▶ Exercise description: Tally the lines in the material below that hold the string "shemagh" and report the tally alone.

▶ Listed entries:
============

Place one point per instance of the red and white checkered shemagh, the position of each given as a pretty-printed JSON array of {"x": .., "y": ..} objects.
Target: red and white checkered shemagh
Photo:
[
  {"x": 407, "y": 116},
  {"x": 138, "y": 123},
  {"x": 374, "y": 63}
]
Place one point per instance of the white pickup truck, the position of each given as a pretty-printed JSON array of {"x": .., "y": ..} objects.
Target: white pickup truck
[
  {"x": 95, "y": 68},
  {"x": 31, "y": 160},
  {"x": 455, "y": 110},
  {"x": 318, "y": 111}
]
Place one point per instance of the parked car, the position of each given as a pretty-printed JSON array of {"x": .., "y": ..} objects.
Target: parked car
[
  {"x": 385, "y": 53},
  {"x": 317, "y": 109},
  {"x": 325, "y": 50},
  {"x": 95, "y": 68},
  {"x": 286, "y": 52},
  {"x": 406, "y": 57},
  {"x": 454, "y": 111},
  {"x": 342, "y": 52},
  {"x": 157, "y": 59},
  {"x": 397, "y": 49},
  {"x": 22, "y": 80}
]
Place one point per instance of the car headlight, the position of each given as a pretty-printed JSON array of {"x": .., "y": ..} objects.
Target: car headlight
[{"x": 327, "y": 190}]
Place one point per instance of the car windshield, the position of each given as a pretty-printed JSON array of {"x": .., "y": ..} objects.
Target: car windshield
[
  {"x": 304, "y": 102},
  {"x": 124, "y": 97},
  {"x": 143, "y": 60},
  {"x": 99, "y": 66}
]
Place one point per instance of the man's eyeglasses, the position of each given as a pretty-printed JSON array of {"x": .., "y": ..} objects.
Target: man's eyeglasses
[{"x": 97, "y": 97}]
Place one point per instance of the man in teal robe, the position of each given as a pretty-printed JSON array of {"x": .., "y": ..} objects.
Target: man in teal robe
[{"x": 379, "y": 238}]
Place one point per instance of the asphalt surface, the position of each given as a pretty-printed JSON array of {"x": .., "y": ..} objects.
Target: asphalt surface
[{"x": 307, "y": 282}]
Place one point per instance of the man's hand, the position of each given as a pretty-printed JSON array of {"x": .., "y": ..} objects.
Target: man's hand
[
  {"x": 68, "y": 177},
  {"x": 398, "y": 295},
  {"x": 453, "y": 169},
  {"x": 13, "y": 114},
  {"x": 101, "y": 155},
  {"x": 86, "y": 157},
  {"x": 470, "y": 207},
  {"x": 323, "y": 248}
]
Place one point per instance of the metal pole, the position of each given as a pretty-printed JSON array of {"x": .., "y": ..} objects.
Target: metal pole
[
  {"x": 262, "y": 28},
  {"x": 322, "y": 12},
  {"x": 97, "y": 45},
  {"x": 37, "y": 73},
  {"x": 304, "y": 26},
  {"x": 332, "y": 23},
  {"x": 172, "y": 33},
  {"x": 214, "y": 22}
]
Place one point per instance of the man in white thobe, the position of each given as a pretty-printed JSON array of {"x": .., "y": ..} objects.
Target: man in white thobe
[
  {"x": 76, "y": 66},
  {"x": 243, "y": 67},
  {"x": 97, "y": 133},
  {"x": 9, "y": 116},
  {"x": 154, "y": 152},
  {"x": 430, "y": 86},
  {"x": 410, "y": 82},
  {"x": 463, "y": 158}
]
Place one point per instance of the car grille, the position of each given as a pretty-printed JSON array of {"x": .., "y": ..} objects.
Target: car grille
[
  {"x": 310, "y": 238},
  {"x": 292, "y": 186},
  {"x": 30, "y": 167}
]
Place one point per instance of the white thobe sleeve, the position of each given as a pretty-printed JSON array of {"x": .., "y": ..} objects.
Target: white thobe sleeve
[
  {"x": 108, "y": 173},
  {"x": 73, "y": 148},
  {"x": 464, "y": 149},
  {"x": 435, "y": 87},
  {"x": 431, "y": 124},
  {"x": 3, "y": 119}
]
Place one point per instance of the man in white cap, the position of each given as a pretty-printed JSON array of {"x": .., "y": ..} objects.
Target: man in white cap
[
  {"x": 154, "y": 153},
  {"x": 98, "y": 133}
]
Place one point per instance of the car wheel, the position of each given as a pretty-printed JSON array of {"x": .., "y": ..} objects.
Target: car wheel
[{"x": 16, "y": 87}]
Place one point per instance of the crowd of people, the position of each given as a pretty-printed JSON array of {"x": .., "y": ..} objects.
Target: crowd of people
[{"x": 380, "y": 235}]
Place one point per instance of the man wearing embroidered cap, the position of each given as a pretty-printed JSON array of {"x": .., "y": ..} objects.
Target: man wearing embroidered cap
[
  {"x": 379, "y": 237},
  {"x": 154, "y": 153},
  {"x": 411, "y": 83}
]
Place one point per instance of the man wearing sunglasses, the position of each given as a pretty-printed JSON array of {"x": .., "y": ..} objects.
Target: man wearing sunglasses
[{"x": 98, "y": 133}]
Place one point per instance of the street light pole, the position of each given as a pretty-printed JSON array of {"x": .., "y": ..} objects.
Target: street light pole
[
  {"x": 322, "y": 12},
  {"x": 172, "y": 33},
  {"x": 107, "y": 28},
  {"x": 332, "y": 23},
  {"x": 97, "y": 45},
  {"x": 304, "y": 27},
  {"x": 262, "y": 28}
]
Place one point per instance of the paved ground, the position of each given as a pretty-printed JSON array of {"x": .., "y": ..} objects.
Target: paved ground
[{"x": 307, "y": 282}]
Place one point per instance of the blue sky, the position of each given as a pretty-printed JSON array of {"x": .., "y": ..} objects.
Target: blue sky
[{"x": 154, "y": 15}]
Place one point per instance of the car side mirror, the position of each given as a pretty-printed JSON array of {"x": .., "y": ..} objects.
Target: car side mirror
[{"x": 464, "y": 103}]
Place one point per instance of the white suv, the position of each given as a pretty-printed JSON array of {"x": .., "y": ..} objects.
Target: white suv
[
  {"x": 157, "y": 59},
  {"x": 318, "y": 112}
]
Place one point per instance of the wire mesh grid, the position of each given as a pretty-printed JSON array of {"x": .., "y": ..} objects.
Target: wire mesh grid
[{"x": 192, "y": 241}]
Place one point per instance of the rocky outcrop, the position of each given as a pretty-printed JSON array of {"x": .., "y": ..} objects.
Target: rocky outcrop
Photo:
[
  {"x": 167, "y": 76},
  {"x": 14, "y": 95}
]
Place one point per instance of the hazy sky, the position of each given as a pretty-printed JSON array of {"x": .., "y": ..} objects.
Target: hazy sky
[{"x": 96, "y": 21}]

============

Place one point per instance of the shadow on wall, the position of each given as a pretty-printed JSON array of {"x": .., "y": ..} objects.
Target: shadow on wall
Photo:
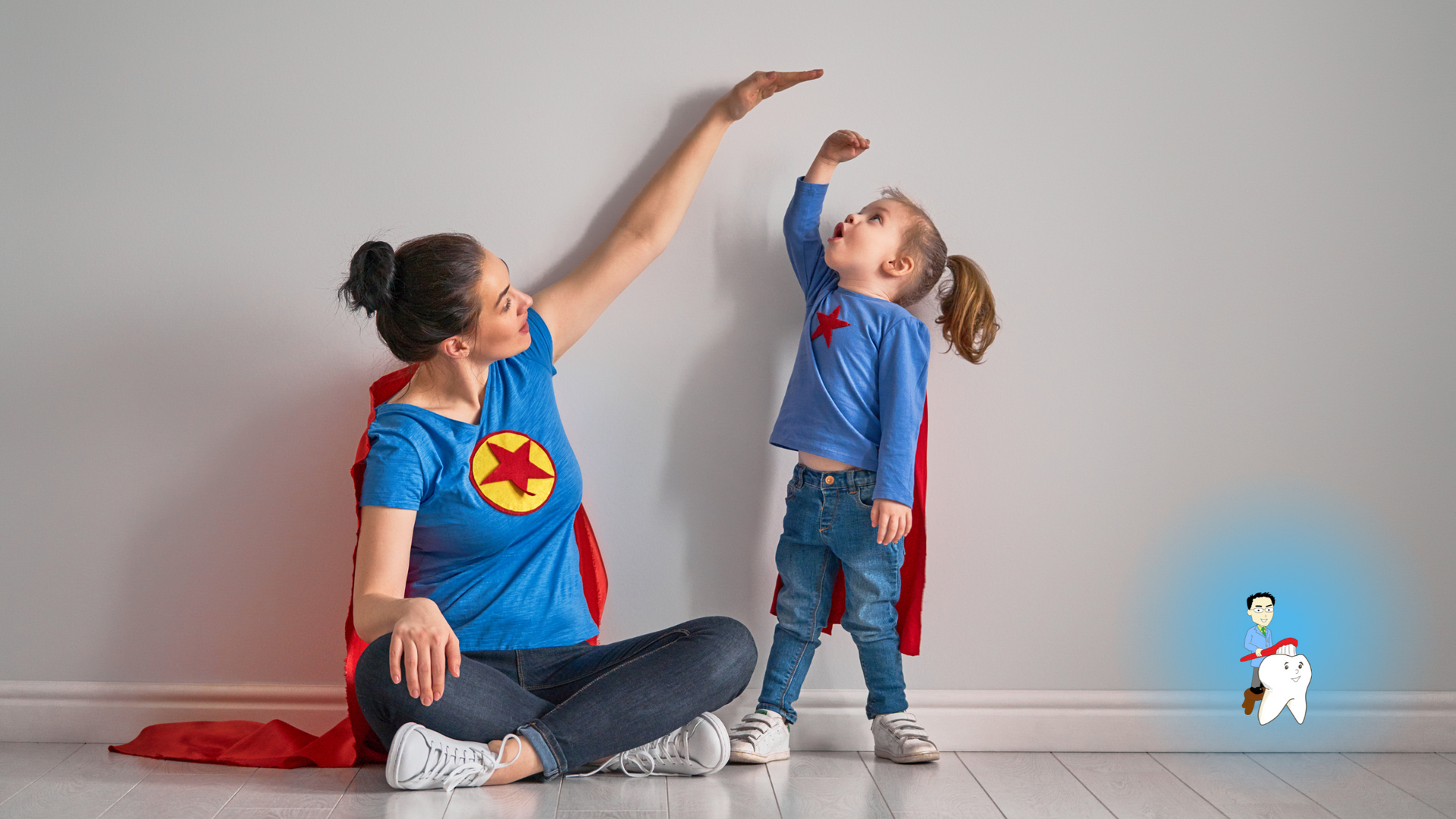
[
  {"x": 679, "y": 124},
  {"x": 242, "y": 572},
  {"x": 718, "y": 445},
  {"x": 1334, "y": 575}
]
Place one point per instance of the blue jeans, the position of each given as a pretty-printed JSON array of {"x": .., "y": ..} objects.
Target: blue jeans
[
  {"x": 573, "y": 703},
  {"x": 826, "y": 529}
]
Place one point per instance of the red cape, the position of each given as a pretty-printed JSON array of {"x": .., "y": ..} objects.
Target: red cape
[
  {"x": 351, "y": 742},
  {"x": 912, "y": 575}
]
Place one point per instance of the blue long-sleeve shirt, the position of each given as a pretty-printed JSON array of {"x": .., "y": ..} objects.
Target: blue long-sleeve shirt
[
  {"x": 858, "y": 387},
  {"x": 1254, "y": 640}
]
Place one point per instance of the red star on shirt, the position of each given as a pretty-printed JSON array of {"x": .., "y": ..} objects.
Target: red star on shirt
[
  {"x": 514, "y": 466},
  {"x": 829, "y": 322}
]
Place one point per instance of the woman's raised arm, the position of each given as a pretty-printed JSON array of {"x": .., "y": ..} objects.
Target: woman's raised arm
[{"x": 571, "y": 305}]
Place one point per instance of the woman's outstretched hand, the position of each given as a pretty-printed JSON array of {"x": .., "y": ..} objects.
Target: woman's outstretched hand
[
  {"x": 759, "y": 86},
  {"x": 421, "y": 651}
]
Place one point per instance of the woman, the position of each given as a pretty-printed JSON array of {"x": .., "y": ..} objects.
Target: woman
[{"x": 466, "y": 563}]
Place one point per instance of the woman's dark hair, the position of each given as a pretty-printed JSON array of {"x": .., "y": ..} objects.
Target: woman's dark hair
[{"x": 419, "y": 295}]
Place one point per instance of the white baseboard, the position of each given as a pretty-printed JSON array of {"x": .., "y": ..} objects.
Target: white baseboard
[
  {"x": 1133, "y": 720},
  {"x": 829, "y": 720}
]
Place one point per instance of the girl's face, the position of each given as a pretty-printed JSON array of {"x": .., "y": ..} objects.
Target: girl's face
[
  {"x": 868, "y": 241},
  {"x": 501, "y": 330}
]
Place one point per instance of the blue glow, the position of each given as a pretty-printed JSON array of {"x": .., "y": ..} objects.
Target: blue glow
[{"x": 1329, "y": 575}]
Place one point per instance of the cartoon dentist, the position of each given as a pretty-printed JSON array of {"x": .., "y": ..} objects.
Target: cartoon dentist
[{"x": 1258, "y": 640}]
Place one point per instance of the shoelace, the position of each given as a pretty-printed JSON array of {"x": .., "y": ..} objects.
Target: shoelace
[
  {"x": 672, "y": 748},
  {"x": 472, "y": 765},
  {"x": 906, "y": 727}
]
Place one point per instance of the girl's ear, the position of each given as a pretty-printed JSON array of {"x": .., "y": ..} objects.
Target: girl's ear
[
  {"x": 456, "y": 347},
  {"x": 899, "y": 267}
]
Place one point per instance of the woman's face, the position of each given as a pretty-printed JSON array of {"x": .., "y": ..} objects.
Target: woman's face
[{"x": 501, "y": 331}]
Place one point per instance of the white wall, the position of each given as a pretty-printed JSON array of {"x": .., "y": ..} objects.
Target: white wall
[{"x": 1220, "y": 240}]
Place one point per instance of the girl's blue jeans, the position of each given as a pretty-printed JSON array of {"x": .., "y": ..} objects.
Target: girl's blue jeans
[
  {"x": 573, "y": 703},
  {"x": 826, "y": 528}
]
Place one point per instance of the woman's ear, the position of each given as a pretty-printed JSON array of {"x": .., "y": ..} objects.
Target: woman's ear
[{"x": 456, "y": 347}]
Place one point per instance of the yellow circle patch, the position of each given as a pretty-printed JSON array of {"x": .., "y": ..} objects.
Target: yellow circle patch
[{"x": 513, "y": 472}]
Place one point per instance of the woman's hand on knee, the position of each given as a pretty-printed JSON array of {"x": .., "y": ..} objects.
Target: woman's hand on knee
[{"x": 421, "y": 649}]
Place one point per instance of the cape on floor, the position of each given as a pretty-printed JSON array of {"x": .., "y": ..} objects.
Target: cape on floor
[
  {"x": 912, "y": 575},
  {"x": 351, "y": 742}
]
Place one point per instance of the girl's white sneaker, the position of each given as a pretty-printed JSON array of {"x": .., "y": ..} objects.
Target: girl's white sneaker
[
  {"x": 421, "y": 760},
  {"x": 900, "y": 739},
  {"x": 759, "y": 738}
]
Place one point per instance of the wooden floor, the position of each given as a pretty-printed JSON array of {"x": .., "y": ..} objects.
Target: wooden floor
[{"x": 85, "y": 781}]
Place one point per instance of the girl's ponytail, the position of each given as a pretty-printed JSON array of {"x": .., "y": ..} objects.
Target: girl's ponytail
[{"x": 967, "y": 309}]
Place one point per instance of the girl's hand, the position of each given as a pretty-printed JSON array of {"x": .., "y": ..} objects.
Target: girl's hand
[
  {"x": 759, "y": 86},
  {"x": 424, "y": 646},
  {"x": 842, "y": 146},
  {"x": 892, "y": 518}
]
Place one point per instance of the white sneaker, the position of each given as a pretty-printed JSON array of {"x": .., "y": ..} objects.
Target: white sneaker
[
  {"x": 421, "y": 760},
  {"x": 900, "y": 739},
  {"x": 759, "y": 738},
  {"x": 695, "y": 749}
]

============

▶ Task output: 2